> _INSTRUÇÕES DA TAREFA_: Por favor, reproduza palavra por palavra, no trecho sobre fé e graça, tudo o que vai de "Veremos que o" até "tratar a seguir.".

> _TRECHO SELECIONADO_:
--*--

Temos que considerar agora, porém, o lado reverso desta questão.
Veremos que o mesmo Evangelho que afirma que a graça do Espírito
Santo é recebida pela fé, ensina também que sem a graça do
Espírito Santo a fé é impossível.
O que isto significa, como ambas estas coisas podem ser verdade ao
mesmo tempo e quais as conseqüências que isto implica é o que vamos
tratar a seguir.
A fé, conforme vimos, é um assentimento da inteligência, dotado
de pureza, firmeza e constância, a certas verdades ensinadas por
Deus através da revelação. Vimos, ademais, que este assentimento
não é movido pela evidência da verdade revelada, mas pela vontade
que aceita a autoridade divina de quem a ensina. Aparentemente,
portanto, tudo o que seria necessário para causar a fé seria somente
um ato da vontade e, se fosse apenas isso, a fé dependeria somente de
nós mesmos, de uma livre decisão de nossa vontade.
Seria, efetivamente, assim, se não fosse a natureza das coisas que
Deus nos pede para crer através da fé. O conteúdo das verdades da
fé que nos são transmitidas pela revelação está situado num plano
tão acima do senso comum dos homens que, examinado mais atentamente,
não há vontade humana capaz de assentir seriamente a elas, com aquela
naturalidade característica da fé, sem o auxílio da graça. As
ações que derivam do senso comum dos homens possuem uma naturalidade
própria porque o senso comum é ele próprio um prolongamento da
natureza humana; as coisas, porém, que Deus nos pede para crer pela
fé excedem tanto a medida deste senso comum que aceitá-las com
naturalidade, supondo que lhes tivéssemos entendido o significado,
exigiria no homem uma outra forma de senso comum, um senso comum mais
do que humano, o senso comum que seria próprio das criaturas
celestes.

--*--

> _LISTAGEM EXTRAÍDA_:
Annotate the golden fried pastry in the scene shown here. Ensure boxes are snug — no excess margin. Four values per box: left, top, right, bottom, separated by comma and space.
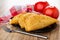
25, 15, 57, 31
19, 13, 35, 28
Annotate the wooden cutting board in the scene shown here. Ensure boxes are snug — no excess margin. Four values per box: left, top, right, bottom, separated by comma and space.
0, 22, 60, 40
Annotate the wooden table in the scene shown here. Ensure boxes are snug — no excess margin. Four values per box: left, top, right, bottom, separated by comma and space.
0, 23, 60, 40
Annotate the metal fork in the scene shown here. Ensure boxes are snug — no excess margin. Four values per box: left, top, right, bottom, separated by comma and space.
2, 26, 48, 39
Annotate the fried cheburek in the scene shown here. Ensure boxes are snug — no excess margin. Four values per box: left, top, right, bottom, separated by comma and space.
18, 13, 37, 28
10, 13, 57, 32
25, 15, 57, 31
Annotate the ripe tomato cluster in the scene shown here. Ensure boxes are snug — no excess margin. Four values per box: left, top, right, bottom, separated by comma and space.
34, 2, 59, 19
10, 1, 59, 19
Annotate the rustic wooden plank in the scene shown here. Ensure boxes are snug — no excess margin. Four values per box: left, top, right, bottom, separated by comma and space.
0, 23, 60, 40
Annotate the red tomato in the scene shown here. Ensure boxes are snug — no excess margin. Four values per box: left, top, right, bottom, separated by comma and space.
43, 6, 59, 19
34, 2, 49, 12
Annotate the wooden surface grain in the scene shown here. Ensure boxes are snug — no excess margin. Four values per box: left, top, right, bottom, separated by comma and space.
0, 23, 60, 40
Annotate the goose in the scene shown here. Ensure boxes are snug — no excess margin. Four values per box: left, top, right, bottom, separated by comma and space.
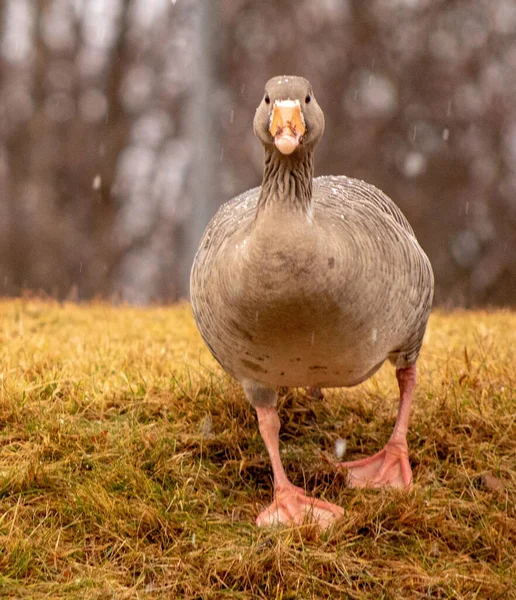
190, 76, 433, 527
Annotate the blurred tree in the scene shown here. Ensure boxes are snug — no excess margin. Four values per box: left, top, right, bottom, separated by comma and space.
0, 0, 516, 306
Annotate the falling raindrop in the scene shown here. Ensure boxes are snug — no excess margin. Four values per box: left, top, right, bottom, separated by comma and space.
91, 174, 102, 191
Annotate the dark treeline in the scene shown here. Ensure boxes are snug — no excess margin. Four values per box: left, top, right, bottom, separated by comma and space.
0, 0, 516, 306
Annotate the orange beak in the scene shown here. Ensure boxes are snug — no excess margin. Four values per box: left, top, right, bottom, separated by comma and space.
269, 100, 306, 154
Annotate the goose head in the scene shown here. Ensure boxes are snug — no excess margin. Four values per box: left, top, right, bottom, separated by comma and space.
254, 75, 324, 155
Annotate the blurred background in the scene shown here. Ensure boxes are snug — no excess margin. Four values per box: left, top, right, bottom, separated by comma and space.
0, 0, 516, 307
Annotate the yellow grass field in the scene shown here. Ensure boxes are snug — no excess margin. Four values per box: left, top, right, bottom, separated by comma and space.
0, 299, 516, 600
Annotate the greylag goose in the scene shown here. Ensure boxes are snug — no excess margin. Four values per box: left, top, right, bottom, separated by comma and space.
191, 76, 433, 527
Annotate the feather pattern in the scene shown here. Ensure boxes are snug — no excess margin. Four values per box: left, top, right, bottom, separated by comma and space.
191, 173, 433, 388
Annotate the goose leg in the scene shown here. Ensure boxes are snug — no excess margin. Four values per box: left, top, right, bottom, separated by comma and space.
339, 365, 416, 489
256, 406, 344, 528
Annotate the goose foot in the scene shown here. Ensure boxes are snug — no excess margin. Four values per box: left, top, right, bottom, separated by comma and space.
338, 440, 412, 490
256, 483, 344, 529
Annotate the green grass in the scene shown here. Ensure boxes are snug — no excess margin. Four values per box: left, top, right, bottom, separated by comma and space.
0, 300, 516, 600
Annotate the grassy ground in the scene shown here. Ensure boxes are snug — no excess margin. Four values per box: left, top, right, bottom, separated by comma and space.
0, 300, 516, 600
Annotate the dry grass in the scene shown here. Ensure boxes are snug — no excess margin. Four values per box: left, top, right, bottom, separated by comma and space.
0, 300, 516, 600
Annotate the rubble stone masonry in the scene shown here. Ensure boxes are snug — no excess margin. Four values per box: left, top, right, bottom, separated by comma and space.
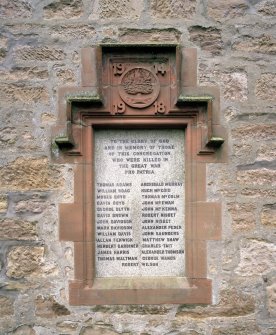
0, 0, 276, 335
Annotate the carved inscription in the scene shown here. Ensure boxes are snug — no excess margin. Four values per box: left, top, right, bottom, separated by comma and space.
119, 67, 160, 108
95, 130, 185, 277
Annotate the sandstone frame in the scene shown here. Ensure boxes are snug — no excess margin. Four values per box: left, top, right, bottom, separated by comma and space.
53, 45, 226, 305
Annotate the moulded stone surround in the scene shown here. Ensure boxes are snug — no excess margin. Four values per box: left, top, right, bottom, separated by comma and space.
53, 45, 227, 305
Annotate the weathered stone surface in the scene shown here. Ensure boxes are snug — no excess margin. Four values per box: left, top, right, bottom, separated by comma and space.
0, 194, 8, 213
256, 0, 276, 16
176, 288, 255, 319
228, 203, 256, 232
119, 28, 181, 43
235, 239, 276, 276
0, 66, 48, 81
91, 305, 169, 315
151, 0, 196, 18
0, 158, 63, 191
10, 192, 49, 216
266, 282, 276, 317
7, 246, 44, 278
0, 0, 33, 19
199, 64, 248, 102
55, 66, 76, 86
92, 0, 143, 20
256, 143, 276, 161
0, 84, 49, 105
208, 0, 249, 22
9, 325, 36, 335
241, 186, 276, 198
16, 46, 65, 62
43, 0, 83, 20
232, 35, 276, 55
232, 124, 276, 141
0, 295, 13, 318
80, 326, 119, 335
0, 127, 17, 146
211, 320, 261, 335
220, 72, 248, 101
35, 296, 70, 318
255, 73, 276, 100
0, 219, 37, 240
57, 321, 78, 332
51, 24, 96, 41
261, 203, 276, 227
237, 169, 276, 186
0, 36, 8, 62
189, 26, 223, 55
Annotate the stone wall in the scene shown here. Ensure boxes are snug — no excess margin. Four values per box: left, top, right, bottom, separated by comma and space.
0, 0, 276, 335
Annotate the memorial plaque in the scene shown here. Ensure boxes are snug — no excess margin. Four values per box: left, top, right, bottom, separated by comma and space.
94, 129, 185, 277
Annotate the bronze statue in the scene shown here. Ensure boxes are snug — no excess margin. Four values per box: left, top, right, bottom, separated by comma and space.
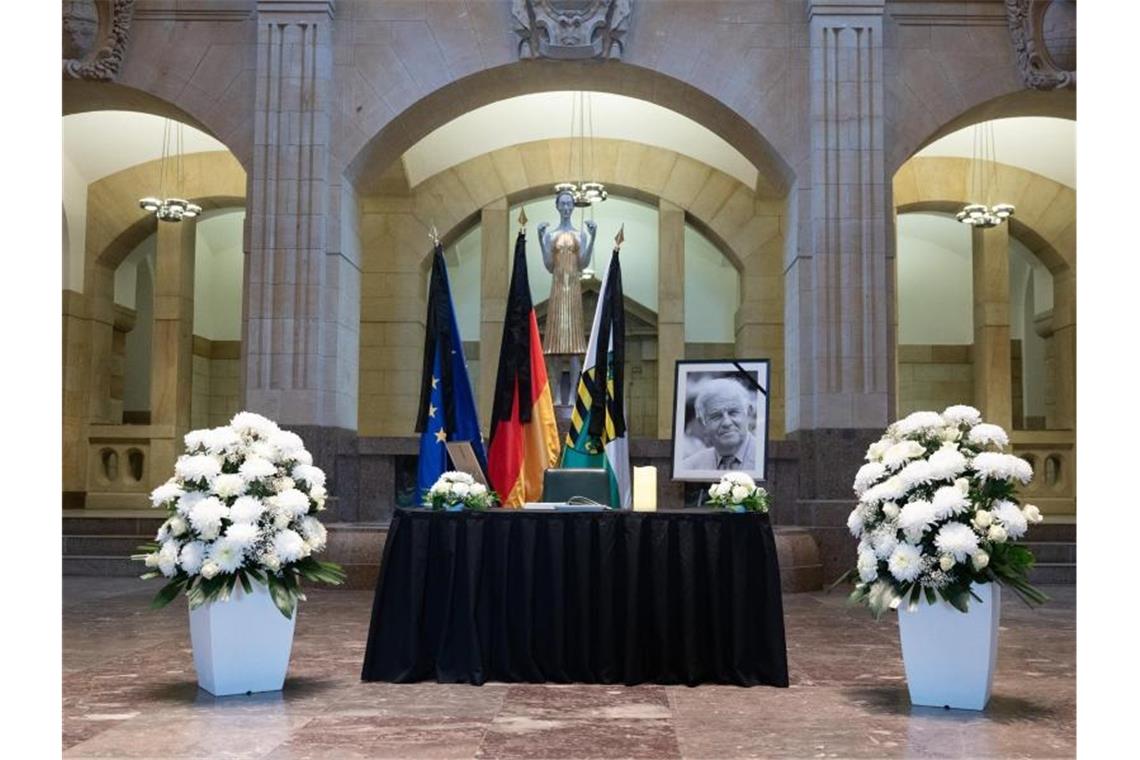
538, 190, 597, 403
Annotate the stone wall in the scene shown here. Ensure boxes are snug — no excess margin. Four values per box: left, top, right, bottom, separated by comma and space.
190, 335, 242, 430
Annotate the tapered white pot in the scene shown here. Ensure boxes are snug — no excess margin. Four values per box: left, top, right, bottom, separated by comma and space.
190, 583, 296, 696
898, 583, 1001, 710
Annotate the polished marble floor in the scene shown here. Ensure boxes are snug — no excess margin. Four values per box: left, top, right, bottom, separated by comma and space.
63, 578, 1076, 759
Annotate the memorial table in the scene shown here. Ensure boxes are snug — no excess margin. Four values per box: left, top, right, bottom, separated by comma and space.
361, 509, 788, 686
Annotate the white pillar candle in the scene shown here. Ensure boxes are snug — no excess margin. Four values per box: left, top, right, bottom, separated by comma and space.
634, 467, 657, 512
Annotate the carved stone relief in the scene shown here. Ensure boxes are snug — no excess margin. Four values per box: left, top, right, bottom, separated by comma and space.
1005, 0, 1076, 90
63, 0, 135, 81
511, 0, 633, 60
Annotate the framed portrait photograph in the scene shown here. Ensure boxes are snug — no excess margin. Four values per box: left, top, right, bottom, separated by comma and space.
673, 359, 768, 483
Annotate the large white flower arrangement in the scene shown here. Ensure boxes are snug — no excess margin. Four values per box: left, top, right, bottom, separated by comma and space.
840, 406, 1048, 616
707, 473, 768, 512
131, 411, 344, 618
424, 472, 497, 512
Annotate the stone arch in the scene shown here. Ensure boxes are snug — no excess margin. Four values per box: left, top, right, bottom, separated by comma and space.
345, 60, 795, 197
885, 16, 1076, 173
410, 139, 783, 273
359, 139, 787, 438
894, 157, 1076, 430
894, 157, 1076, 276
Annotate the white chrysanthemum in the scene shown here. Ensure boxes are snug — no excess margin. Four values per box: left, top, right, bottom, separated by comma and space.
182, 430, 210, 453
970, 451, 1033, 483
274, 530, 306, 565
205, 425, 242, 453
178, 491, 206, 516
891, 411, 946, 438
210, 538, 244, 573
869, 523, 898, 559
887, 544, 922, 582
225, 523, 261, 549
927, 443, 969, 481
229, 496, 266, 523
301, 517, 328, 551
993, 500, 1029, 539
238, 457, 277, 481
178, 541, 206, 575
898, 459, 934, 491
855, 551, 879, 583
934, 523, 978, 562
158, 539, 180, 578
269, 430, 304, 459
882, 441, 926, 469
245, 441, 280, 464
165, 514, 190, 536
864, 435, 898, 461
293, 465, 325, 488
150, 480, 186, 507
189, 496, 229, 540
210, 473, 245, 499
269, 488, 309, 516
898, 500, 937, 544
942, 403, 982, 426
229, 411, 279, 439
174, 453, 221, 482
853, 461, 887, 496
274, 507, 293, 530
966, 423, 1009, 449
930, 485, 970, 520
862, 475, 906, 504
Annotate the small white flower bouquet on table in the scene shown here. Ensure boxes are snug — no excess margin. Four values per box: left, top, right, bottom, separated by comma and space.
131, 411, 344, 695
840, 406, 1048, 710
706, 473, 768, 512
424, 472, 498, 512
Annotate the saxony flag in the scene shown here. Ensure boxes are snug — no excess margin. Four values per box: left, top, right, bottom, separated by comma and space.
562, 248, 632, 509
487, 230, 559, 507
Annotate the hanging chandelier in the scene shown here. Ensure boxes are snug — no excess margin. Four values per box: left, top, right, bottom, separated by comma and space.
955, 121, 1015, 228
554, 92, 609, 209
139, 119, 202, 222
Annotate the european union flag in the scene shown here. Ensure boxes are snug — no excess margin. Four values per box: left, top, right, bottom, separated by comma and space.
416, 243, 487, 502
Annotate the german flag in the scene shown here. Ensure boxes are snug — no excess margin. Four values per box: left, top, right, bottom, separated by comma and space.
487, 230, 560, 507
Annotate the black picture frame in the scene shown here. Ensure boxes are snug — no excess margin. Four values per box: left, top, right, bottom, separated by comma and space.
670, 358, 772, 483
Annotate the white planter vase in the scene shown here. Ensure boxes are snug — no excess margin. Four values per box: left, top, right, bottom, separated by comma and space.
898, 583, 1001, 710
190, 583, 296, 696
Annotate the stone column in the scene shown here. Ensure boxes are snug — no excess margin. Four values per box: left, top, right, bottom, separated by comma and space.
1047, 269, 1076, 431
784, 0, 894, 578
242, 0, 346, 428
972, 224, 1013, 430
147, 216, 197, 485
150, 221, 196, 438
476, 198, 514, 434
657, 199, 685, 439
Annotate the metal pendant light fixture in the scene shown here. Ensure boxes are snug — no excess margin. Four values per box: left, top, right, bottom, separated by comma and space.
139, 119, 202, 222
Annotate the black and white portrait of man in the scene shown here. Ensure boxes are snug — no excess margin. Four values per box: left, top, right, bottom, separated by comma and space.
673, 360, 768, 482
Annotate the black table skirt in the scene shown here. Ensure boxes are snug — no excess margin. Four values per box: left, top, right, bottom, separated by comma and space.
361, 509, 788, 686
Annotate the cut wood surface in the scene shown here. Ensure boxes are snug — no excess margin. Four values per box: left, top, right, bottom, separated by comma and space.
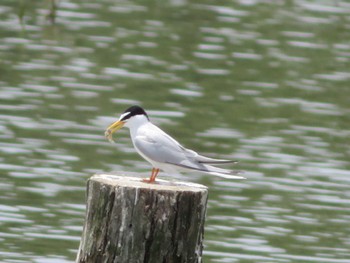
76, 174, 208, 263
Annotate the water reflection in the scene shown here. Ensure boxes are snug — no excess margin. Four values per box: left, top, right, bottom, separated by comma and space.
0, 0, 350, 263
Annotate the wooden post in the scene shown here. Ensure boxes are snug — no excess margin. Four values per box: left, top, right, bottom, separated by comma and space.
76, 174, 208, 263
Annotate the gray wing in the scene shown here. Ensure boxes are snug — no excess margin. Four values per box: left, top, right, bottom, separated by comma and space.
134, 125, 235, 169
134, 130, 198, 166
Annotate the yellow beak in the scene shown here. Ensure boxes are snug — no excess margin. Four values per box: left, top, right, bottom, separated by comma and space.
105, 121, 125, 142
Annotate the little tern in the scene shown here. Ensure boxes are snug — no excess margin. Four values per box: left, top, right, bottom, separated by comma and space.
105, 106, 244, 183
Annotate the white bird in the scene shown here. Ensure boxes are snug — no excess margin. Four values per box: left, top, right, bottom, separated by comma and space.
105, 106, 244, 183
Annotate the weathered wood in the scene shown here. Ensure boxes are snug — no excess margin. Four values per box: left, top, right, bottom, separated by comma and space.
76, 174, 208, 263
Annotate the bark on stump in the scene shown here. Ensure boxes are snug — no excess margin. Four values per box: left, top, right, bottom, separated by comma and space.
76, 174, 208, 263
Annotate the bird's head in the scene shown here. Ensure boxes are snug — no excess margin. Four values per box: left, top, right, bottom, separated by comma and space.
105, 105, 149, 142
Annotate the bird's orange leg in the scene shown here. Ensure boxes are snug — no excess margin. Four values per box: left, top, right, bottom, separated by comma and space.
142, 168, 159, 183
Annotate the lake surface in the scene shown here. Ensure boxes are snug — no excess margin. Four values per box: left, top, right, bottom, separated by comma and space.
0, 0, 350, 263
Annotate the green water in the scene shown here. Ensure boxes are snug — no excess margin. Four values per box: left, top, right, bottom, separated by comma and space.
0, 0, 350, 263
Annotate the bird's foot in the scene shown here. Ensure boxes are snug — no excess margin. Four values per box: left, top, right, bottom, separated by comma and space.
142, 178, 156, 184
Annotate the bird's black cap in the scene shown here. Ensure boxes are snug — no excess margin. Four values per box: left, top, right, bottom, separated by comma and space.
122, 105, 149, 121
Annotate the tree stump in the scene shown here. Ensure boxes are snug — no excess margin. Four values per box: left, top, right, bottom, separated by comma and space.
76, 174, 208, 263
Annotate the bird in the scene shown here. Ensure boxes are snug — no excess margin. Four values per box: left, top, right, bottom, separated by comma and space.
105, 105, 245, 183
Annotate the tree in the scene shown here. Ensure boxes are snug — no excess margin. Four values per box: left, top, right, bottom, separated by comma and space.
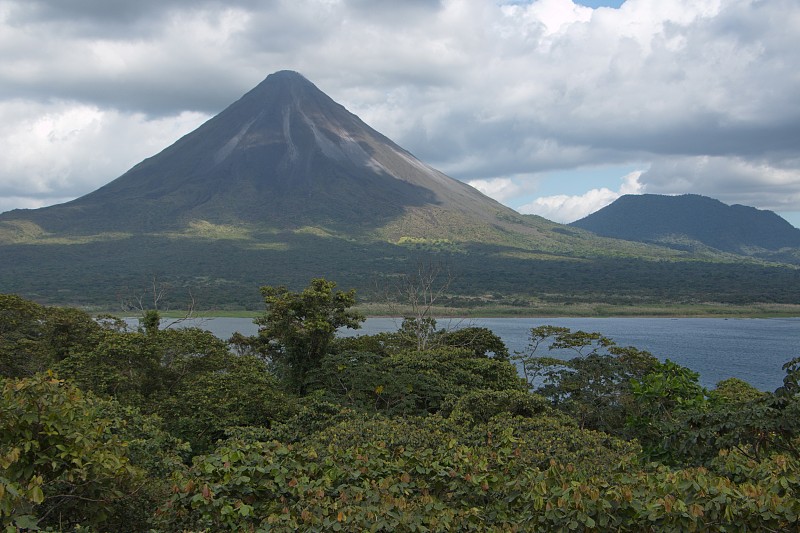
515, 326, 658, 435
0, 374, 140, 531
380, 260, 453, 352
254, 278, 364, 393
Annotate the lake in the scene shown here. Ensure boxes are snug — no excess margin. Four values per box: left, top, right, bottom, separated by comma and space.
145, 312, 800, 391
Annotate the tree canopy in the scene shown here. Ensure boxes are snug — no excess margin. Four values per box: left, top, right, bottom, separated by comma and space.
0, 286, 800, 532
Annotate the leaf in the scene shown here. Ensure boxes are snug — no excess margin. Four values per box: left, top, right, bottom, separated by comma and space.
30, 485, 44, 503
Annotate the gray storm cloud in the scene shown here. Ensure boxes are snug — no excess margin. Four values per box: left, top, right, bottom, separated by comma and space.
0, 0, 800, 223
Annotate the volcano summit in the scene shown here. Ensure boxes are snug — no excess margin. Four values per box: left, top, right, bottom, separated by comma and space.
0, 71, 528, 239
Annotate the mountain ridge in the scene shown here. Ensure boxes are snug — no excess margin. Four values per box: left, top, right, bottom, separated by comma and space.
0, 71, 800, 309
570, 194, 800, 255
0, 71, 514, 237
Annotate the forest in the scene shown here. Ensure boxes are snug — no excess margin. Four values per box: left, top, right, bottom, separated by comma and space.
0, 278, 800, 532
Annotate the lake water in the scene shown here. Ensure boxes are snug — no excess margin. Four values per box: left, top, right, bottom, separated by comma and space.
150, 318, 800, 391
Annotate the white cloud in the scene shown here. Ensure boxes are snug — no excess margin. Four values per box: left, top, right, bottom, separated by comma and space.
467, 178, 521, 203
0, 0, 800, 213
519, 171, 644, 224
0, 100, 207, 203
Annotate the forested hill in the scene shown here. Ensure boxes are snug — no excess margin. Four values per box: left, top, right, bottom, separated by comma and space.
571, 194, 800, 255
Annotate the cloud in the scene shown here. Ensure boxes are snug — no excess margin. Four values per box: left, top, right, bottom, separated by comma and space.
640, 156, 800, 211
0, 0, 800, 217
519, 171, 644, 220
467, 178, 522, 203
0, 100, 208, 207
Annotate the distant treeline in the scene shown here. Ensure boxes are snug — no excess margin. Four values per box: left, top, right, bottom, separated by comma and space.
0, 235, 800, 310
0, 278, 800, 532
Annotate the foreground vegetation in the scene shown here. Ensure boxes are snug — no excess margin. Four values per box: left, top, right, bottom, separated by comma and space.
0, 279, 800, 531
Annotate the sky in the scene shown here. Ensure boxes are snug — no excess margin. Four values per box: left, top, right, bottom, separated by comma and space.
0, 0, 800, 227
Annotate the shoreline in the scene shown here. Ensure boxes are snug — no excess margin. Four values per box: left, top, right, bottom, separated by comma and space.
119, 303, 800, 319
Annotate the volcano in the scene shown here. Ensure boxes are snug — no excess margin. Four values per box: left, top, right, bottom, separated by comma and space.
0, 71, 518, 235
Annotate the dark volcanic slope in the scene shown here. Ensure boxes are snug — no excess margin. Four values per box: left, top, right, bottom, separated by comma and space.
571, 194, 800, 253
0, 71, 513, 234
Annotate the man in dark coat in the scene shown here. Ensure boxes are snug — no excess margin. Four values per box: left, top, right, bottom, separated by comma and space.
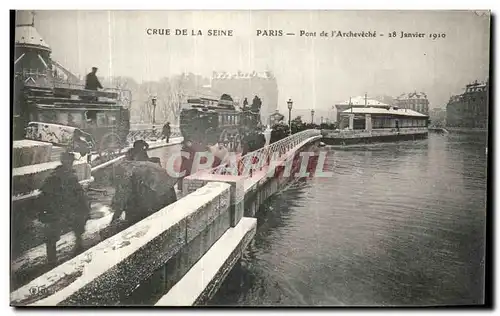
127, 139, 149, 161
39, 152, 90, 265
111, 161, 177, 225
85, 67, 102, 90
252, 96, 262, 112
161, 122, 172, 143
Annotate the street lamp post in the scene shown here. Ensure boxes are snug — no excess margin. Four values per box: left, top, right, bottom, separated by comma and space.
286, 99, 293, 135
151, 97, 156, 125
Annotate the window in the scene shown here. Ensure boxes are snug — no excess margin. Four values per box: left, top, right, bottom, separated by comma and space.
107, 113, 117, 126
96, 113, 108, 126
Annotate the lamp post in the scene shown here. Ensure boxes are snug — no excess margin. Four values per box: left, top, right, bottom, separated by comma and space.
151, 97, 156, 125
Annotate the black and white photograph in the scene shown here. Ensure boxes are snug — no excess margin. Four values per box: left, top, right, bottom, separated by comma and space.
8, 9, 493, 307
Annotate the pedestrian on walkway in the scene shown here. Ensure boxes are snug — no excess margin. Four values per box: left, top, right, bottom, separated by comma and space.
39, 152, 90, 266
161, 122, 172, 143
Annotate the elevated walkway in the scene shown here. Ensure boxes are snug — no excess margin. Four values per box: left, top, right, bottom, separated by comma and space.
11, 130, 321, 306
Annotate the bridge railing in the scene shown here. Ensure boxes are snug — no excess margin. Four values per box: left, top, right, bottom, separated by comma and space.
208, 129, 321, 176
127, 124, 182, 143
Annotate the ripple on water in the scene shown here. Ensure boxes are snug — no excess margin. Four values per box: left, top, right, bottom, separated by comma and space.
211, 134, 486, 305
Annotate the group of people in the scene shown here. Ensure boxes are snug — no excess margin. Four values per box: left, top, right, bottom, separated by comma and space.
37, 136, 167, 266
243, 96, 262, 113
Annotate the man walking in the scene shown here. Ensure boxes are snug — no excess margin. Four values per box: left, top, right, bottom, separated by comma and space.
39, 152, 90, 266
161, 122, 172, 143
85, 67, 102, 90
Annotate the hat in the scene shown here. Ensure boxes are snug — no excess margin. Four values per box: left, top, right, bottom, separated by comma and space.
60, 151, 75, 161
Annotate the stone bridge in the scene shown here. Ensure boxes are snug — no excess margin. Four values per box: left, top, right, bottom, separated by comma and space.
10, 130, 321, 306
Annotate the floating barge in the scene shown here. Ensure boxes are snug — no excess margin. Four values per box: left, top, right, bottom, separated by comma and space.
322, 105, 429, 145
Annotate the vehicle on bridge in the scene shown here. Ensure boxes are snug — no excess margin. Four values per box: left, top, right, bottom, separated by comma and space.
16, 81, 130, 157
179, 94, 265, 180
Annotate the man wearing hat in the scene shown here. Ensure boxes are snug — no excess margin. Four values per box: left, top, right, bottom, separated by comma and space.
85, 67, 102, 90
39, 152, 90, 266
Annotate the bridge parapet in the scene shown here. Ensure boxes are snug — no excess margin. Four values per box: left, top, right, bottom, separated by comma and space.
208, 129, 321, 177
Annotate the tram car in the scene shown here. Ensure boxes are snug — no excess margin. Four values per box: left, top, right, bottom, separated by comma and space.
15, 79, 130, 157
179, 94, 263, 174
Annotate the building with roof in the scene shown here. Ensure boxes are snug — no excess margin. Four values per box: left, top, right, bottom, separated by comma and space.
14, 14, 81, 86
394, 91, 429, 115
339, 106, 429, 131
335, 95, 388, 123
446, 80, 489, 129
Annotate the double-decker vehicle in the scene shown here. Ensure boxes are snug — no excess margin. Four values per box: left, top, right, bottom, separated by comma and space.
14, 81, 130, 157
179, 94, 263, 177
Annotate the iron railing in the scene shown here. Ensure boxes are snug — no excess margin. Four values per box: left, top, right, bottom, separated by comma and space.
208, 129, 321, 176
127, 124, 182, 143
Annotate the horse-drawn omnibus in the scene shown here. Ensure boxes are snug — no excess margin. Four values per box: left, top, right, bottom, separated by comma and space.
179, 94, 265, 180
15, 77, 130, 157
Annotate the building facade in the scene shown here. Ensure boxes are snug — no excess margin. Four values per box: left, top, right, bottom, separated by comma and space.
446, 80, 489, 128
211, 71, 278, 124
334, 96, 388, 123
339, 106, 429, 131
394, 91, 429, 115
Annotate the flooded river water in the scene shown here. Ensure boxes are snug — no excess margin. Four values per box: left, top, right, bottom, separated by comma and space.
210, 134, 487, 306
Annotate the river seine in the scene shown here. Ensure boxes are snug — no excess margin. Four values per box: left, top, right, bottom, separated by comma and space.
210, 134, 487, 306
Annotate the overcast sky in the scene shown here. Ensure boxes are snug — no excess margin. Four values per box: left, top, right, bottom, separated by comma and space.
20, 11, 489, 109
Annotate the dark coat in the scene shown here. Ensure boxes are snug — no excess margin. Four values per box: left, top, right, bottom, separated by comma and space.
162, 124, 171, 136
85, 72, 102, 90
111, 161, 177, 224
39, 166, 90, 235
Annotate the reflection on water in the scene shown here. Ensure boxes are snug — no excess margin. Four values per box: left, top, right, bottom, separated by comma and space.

--*--

> _RESOLUÇÃO COMPLETA_:
Veremos que o mesmo Evangelho que afirma que a graça do Espírito
Santo é recebida pela fé, ensina também que sem a graça do
Espírito Santo a fé é impossível.
O que isto significa, como ambas estas coisas podem ser verdade ao
mesmo tempo e quais as conseqüências que isto implica é o que vamos
tratar a seguir.